Written problem 1 ->
Please take the entries below, from the line with "One keypoint belongs to every instance. Tag the blade" up to and including the line with "(665, 1020)", and write out every one of those lines again. Multiply each coordinate by 2.25 and round to the nearest whole number, with halves rounded up.

Passage given ->
■ ■ ■ ■ ■ ■ ■
A: No, conspiracy theories are all wrong for many reasons. It's true that some corporate leaders lie and steal, and that some government officials — including the President — initiate secret actions and then try (and usually fail) to keep them out of the newspapers. But those activities are not what is meant by a conspiracy theory, most of which involve an imagined small group of people secretly plotting to gain or retain control of the government through illegal means.
Q: Then how do they rule?
A: That's a complicated story, but the short answer is through lobbying, open and direct involvement in general policy planning on the big issues, participation (in large part through campaign donations) in political campaigns and elections, and through appointments to key decision-making positions in government.
Q: Are you saying that elections don't matter?
A: No, but they usually matter a lot less than they could, and a lot less in America than they do in other industrialized democracies. That's because of the nature of the electoral rules and the unique history of the South.
Q: Does social science research have anything useful to say about making progressive social change more effective?
A: Yes, it does, but few if any people pay much attention to that research.
(Score: 4, Interesting) by VLM on Tuesday October 13 2015, @02:06PM
Its a weird form of wealth tax. An extortion racket, basically. Its just not run by IRS accountants, that's all.
You can have very weird conversations with populists and democracy LARPers along the lines of the USA already having a modest progressive nationwide wealth tax its just the money all goes to ad agencies and TV broadcasters not directly to the treasury. Indirectly a "large fraction" of the donations get captured by the IRS just one hop away; this makes the effective revenue of the "election tax" lower than you'd think, but hardly zero.
There is the broken window fallacy that wasting labor and capital money on selecting one of two pre-selected morons to do the bidding of those who hired them regardless of who wins is a waste compared to spending the money on something else; the fact of the matter is we need $X million of bread and circuses so even that doesn't apply.
As a culture jamming strategy, "the 99%" should troll the 0.000001% into donating more money by answering every single poll as "i donno yet". It might be the only way the economy will ever get significant money out of those greedy bastards.
(Score: 3, Insightful) by nitehawk214 on Tuesday October 13 2015, @02:23PM
It's not socialism if the money does not go to help anyone that actually matters. It is a bureaucracy, where the media is part of the system and needs their palms greased if you want a hope of winning a national election.
■ ■ ■ ■ ■ ■ ■
Data listing ->

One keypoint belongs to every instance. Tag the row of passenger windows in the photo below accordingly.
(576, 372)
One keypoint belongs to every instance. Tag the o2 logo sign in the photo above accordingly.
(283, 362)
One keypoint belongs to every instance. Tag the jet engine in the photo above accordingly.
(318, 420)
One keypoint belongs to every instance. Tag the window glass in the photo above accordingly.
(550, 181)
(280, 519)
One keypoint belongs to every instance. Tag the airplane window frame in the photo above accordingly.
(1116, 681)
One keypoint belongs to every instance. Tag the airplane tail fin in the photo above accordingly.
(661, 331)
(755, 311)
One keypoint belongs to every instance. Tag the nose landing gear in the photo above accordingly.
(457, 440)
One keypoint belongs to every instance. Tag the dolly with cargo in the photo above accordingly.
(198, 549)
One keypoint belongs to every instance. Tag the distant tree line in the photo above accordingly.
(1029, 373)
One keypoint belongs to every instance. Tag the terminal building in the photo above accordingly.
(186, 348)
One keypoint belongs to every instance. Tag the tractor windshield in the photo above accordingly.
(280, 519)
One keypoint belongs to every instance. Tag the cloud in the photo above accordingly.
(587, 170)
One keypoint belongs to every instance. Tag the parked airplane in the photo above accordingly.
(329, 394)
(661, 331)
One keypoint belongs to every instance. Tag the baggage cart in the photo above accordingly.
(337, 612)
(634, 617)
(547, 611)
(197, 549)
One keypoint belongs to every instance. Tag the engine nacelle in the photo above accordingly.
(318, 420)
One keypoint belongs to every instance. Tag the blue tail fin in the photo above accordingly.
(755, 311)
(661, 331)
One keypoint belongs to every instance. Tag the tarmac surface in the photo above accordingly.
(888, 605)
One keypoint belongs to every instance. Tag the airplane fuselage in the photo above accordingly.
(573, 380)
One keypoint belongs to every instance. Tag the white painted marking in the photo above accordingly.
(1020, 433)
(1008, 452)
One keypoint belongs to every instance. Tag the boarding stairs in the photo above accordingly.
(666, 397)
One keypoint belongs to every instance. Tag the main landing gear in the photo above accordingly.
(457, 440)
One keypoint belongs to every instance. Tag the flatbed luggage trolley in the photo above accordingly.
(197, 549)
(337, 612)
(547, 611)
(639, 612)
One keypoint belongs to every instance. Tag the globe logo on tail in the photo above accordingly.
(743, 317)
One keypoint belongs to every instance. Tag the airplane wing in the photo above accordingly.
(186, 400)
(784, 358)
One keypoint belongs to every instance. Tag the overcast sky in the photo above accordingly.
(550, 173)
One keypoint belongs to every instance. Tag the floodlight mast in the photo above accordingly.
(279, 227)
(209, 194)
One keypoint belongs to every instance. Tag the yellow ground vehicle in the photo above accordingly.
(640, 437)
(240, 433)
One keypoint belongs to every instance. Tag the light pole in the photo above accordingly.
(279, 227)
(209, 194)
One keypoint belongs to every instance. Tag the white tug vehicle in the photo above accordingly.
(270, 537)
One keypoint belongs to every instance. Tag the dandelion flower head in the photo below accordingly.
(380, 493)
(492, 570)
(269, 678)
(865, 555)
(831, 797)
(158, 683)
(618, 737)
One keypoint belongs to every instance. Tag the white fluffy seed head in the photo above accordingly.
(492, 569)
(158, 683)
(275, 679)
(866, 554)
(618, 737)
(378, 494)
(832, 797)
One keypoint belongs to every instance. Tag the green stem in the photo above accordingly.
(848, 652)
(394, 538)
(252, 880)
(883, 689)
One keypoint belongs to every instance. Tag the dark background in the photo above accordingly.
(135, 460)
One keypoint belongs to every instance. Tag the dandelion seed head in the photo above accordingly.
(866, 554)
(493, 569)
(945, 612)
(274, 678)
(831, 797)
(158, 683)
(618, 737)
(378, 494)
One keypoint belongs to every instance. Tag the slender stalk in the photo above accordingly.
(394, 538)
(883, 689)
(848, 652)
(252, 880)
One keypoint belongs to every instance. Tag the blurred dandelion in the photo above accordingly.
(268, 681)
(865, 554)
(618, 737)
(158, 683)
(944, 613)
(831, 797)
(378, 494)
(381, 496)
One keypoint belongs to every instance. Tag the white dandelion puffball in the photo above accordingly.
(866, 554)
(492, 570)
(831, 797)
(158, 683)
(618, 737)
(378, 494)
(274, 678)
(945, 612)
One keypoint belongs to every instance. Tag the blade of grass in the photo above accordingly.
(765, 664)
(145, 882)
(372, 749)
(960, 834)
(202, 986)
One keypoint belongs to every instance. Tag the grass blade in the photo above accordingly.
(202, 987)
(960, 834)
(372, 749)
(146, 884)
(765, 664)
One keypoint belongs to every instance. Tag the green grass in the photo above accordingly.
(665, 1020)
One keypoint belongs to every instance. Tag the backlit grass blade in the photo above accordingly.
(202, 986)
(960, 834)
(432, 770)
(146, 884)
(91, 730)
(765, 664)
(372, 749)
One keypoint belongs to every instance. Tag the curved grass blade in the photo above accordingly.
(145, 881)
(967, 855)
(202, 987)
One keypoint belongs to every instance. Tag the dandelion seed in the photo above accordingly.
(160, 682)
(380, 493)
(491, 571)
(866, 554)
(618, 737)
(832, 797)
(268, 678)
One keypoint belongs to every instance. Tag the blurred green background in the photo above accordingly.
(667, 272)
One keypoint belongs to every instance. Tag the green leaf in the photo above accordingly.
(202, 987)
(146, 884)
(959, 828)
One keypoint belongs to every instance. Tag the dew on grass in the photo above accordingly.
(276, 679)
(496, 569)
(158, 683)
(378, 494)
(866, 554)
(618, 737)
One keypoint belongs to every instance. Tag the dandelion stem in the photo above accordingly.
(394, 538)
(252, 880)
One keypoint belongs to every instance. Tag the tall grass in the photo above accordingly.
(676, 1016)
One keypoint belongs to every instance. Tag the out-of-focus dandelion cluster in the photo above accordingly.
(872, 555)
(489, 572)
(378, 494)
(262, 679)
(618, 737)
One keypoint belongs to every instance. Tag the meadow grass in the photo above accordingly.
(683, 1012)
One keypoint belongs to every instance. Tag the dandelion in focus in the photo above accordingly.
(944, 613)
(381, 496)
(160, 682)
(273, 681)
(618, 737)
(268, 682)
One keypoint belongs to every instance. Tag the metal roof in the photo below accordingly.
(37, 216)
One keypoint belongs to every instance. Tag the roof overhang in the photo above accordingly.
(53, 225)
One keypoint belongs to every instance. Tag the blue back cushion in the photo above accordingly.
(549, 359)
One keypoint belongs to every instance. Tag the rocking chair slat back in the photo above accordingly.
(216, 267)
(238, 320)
■ ■ ■ ■ ■ ■ ■
Written problem 2 ->
Output the passage word for word, from "A: No, but they" up to and including "change more effective?".

Task response 1 ->
One keypoint belongs to every instance. Tag the blade of grass in the photo above accordingly.
(1721, 1494)
(326, 1985)
(837, 1685)
(2160, 1877)
(455, 2219)
One keypoint belongs to every instance. Tag the grass blade in the photo above accordingly.
(455, 2221)
(2160, 1877)
(837, 1685)
(329, 1989)
(1721, 1494)
One keypoint belongs to every instance. Tag the green grass in the photo above accordingly.
(1496, 2295)

Task response 2 ->
A: No, but they usually matter a lot less than they could, and a lot less in America than they do in other industrialized democracies. That's because of the nature of the electoral rules and the unique history of the South.
Q: Does social science research have anything useful to say about making progressive social change more effective?